--- STORED DATA ---
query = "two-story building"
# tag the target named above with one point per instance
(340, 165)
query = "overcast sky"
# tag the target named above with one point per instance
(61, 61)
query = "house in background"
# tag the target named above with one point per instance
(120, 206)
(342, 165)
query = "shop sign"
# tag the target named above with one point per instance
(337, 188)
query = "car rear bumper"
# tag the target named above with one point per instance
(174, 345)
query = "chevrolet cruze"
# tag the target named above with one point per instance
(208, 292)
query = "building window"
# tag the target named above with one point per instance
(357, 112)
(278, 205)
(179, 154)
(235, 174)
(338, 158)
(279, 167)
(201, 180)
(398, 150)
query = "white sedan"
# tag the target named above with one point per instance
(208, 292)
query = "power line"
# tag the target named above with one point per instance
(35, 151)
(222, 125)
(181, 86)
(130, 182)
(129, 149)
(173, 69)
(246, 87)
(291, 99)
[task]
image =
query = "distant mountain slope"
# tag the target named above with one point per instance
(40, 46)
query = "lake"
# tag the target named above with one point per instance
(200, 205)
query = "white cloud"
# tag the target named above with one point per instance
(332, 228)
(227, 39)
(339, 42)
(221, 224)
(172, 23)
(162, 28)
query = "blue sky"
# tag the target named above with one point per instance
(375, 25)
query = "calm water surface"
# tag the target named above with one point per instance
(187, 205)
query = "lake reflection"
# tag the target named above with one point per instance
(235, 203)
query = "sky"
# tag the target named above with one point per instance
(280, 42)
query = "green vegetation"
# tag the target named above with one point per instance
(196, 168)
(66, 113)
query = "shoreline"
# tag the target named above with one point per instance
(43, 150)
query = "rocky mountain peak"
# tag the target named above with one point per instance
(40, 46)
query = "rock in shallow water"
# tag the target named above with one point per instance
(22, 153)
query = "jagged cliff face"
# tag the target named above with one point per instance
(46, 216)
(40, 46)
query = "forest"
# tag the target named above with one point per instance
---
PROBLEM REQUIREMENTS
All entries must be given again exactly.

TASK OUTPUT
query = "two-story building"
# tag the target named above with one point per instance
(340, 165)
query = "overcast sky"
# tag the target named above with one point per instance
(61, 61)
query = "house in background"
# tag the target named above with one point per instance
(120, 206)
(342, 165)
query = "shop sign"
# tag the target named above with one point per instance
(337, 188)
query = "car rear bumper"
# tag the target named above with one point per instance
(174, 345)
query = "chevrolet cruze"
# tag the target named above with one point per instance
(208, 292)
query = "building window"
# tag the target named above with one point per instance
(357, 112)
(278, 205)
(179, 154)
(235, 174)
(338, 158)
(279, 167)
(201, 180)
(398, 150)
query = "white sedan"
# tag the target named above with one point per instance
(208, 292)
query = "power line"
# tag the target named above with one point per instance
(35, 151)
(222, 125)
(181, 86)
(130, 182)
(129, 149)
(173, 69)
(246, 87)
(291, 99)
[task]
image =
query = "distant mountain slope"
# tag the target named above with one point per instance
(40, 46)
query = "lake"
# tag the target named above with one point per instance
(200, 205)
query = "white cloud"
# tag the target named above with one point per instance
(332, 228)
(227, 39)
(339, 42)
(221, 224)
(172, 23)
(162, 28)
query = "blue sky"
# tag the target named above with one point per instance
(375, 25)
query = "calm water surface"
# tag the target named above with one point per instance
(187, 205)
query = "lake reflection"
# tag the target named above with one point per instance
(235, 203)
query = "sky"
# tag the target named above with one point per instance
(280, 42)
query = "green vegetation"
# tag the target named above with one point per instance
(196, 168)
(66, 113)
query = "shoreline"
# tag the target named above with one point per instance
(43, 150)
query = "rocky mountain peak"
# tag the target named above with one point per instance
(40, 46)
query = "rock in shallow water"
# tag the target named above with one point per instance
(22, 153)
query = "jagged cliff face"
# tag the target named above with one point per instance
(46, 216)
(40, 46)
query = "forest"
# tag the target named above with one point per instance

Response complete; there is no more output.